• [EXERCISE] Copy every one of the entries below word for word, omitting the pictures.

— START —

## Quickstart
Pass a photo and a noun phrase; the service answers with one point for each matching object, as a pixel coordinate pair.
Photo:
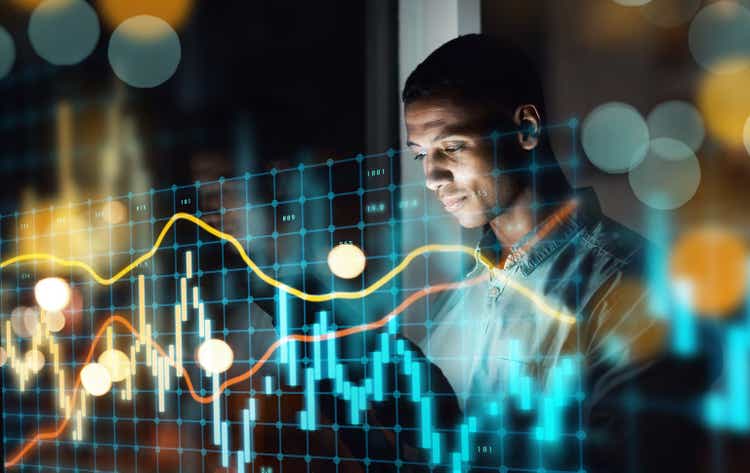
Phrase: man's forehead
(431, 116)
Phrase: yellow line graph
(534, 298)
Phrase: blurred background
(110, 105)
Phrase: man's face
(450, 139)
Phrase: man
(560, 332)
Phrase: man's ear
(528, 120)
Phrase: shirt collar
(548, 236)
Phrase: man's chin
(471, 220)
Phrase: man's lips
(452, 204)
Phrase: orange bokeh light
(174, 12)
(714, 261)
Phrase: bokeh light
(174, 12)
(117, 364)
(714, 261)
(720, 37)
(55, 321)
(52, 294)
(215, 356)
(144, 51)
(677, 120)
(27, 5)
(18, 322)
(663, 183)
(114, 212)
(615, 137)
(724, 102)
(7, 52)
(346, 261)
(34, 360)
(631, 3)
(95, 379)
(64, 32)
(670, 13)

— END —

• [COMPLETED EXERCISE]
## Quickstart
Pass a photo and a noun phrase; the service answers with one point for each matching object, as a pixel coordinate pair.
Photo:
Phrase: man's forehead
(431, 116)
Phrase: yellow line graph
(534, 298)
Phrase: blurred background
(110, 105)
Phrase: man's face
(450, 139)
Phrase: man
(560, 332)
Phrase: man's ear
(528, 120)
Phrase: shirt collar
(548, 236)
Phrase: man's chin
(471, 220)
Phrase: man's lips
(452, 204)
Phrase: orange bokeh light
(174, 12)
(714, 261)
Phrase: bokeh light
(174, 12)
(117, 364)
(714, 261)
(720, 37)
(55, 321)
(52, 294)
(215, 356)
(144, 51)
(677, 120)
(27, 5)
(18, 322)
(663, 183)
(114, 212)
(615, 137)
(724, 102)
(7, 52)
(346, 261)
(34, 360)
(631, 3)
(95, 379)
(64, 32)
(670, 13)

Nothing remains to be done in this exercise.